* **What to produce**
Reproduce the closing part of the entries exactly: the line with "Mark every instance of the man's" and all lines after it, ending with the last line, and nothing else.

* **Material to process**
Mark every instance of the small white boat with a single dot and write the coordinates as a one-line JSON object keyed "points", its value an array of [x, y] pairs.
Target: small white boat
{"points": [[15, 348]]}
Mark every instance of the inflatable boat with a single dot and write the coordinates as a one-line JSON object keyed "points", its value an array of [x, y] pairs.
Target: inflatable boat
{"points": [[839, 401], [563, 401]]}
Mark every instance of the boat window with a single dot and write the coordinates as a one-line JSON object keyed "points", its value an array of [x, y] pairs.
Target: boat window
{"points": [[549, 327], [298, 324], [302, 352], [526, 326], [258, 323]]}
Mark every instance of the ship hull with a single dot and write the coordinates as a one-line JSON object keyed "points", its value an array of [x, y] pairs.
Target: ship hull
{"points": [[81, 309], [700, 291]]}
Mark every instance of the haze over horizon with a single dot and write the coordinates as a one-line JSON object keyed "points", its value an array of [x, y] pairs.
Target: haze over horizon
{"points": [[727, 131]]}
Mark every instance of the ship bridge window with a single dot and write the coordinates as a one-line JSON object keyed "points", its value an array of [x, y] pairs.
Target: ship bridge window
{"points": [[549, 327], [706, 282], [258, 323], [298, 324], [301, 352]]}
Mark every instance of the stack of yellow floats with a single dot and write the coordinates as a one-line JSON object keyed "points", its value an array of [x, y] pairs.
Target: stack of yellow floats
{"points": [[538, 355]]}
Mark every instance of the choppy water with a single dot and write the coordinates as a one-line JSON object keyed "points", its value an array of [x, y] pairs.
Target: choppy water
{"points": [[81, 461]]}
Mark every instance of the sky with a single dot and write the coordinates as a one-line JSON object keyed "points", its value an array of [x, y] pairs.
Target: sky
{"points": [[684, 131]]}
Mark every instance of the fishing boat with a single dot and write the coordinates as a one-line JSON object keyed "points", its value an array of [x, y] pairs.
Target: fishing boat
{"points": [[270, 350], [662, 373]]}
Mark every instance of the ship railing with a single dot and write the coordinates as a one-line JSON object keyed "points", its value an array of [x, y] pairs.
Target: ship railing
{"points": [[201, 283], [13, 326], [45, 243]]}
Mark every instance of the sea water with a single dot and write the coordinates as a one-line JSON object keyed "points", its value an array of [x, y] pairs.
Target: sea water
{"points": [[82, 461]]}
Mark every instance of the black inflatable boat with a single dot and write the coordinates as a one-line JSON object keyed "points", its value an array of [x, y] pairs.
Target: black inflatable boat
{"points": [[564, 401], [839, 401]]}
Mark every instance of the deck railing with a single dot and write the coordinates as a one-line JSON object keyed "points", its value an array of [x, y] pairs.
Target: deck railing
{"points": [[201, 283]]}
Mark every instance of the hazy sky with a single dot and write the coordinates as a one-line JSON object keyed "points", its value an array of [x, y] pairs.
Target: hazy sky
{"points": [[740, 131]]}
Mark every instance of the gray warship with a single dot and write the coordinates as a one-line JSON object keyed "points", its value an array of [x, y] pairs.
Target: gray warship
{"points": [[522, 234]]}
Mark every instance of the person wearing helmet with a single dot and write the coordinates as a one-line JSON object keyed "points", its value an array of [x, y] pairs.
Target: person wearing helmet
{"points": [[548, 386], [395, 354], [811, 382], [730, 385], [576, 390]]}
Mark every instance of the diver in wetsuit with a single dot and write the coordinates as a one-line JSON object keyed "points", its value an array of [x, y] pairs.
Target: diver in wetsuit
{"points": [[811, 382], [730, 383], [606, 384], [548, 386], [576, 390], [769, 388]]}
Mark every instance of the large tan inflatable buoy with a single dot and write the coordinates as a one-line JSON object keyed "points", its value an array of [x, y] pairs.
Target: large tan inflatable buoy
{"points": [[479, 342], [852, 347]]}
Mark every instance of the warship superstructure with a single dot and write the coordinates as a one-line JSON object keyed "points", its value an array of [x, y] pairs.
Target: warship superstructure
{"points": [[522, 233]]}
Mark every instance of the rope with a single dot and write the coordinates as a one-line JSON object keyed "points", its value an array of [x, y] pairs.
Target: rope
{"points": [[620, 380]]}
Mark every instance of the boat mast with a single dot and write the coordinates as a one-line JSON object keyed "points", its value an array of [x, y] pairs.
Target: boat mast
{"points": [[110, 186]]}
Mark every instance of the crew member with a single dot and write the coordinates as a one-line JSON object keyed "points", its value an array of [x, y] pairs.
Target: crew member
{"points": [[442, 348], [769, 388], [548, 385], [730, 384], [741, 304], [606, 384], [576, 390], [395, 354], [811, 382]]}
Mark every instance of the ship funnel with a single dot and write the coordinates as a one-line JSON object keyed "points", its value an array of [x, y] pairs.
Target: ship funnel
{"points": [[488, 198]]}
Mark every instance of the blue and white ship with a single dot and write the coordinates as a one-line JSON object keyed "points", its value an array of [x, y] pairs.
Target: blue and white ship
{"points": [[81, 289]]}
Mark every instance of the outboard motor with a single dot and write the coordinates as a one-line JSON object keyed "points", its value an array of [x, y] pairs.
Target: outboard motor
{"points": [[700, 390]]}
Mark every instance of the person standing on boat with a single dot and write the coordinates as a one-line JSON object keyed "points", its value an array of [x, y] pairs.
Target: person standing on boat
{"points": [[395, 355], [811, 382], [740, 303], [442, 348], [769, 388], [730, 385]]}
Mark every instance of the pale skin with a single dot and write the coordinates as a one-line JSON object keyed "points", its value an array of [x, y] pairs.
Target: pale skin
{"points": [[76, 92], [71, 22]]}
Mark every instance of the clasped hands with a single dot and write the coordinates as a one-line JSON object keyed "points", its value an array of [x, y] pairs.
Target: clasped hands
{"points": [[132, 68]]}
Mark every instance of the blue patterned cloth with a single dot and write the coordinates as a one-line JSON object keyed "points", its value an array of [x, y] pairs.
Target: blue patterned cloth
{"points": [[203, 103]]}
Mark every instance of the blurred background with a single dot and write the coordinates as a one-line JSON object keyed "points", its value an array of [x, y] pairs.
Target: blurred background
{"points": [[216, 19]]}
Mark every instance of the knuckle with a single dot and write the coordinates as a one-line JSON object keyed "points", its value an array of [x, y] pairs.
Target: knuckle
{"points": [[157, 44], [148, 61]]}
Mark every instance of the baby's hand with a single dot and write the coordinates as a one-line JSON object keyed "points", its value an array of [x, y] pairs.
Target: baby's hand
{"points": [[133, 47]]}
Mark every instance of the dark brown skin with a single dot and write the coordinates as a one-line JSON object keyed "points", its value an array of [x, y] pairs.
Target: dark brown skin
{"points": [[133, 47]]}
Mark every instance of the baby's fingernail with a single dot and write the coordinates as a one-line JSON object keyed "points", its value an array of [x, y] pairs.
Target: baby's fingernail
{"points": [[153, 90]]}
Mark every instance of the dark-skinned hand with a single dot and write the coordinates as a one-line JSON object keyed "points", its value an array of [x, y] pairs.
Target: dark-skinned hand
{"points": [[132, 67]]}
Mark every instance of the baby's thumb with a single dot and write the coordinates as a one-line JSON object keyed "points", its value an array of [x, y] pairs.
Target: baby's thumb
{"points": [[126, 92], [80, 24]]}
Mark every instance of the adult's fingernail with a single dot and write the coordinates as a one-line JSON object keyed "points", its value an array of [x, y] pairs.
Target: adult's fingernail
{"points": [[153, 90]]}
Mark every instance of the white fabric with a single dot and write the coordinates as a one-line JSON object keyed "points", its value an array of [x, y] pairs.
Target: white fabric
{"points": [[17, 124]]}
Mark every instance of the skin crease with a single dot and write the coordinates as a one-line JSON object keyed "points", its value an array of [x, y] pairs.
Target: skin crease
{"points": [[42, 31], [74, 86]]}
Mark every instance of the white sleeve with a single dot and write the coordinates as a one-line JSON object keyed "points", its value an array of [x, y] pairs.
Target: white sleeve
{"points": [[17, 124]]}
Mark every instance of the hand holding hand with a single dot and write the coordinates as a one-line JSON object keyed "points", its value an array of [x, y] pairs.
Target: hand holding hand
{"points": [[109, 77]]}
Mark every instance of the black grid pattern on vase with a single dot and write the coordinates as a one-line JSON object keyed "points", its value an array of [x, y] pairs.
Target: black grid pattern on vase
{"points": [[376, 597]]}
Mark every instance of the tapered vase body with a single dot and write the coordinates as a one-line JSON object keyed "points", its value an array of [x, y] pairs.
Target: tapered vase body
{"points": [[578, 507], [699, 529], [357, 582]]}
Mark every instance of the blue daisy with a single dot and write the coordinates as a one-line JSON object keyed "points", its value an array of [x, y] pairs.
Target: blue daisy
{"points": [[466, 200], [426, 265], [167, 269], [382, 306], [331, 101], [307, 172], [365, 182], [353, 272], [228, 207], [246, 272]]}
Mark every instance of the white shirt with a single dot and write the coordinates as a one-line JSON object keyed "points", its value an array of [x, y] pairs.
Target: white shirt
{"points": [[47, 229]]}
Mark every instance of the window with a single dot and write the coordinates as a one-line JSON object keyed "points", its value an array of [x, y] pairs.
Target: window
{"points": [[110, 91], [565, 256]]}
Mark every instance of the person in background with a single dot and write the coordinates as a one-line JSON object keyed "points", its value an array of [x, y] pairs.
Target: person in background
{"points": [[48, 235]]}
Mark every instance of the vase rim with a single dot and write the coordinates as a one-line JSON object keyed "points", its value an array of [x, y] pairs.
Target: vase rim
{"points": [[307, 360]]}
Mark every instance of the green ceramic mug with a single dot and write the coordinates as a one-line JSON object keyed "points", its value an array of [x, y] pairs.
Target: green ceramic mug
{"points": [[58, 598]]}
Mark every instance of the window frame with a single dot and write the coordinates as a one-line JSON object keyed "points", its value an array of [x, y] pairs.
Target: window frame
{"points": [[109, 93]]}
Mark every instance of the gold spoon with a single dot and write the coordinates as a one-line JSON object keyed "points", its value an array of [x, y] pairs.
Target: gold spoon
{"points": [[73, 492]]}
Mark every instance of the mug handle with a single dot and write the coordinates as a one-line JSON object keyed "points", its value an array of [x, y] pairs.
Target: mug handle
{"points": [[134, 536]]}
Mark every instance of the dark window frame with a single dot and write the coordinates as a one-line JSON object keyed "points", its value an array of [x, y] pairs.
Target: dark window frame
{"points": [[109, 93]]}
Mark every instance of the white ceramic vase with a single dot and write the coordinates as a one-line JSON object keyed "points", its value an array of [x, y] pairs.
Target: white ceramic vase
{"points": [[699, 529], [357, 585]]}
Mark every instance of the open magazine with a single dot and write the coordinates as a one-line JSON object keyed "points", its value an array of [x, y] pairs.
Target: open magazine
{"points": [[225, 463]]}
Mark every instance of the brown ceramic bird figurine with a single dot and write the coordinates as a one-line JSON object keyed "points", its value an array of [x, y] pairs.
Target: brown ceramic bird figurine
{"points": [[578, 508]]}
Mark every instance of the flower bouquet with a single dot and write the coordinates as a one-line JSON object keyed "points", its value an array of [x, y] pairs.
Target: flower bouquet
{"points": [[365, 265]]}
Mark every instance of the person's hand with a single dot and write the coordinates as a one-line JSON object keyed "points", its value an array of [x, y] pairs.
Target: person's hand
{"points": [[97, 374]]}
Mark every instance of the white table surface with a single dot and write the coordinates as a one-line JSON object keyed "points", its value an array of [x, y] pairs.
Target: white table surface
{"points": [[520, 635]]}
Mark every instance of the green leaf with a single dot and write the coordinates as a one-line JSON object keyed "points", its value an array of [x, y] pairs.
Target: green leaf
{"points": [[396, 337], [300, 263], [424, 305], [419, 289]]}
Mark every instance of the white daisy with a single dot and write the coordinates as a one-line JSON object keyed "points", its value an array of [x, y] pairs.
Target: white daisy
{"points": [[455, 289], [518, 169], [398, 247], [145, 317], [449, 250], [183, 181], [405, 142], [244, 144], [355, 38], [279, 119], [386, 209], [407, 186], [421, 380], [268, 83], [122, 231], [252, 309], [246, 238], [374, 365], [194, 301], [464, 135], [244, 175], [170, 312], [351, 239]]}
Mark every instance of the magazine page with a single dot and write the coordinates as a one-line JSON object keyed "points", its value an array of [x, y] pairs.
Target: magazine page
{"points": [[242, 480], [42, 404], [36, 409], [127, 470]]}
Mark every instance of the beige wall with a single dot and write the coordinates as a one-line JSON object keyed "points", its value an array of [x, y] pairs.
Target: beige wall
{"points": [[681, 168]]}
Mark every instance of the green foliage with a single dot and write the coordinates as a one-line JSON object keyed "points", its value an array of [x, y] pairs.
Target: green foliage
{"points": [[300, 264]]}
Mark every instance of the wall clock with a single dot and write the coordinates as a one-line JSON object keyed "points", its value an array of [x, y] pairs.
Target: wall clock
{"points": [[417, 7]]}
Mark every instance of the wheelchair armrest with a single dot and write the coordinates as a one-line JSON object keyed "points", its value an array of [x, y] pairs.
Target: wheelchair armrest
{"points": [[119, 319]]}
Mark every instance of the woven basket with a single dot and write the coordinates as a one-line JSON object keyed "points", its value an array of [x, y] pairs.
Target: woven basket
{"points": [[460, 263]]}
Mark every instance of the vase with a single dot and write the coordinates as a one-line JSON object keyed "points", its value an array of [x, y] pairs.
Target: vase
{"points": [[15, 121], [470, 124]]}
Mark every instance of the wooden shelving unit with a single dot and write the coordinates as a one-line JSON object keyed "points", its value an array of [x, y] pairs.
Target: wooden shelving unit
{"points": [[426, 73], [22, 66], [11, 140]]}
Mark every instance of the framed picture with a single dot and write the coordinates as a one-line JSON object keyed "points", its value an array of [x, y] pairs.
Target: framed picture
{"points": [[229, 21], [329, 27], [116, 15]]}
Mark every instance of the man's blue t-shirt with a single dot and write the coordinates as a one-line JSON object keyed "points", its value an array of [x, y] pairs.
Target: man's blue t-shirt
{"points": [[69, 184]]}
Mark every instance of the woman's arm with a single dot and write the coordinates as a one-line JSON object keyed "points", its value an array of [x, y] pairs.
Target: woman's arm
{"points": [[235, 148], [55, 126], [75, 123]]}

* **Correct answer**
Mark every instance of the man's blue t-shirt with a single dot and write the coordinates as a one-line JSON object keyed "points", its value an array of [x, y] pairs.
Target: man's blue t-shirt
{"points": [[69, 184]]}
Mark every instance of the woman's arm with a single dot and write the coordinates as a one-line JSON object keyed "points", its value an array of [x, y] pairs.
Target: woman's arm
{"points": [[235, 148], [55, 126], [75, 123]]}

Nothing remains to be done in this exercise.